- [REQUIREMENTS] Lay out the lines below as a Markdown table with the columns "Row" and "Line", numbering each row and omitting blank lines.

[START THE DATA]

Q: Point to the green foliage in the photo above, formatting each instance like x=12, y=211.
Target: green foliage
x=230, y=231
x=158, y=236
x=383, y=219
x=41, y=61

[END THE DATA]

- [EXERCISE SOLUTION]
| Row | Line |
|---|---|
| 1 | Q: Point to the green foliage in the photo above, formatting each instance like x=12, y=211. |
| 2 | Target: green foliage |
| 3 | x=230, y=231 |
| 4 | x=158, y=236 |
| 5 | x=383, y=219 |
| 6 | x=41, y=61 |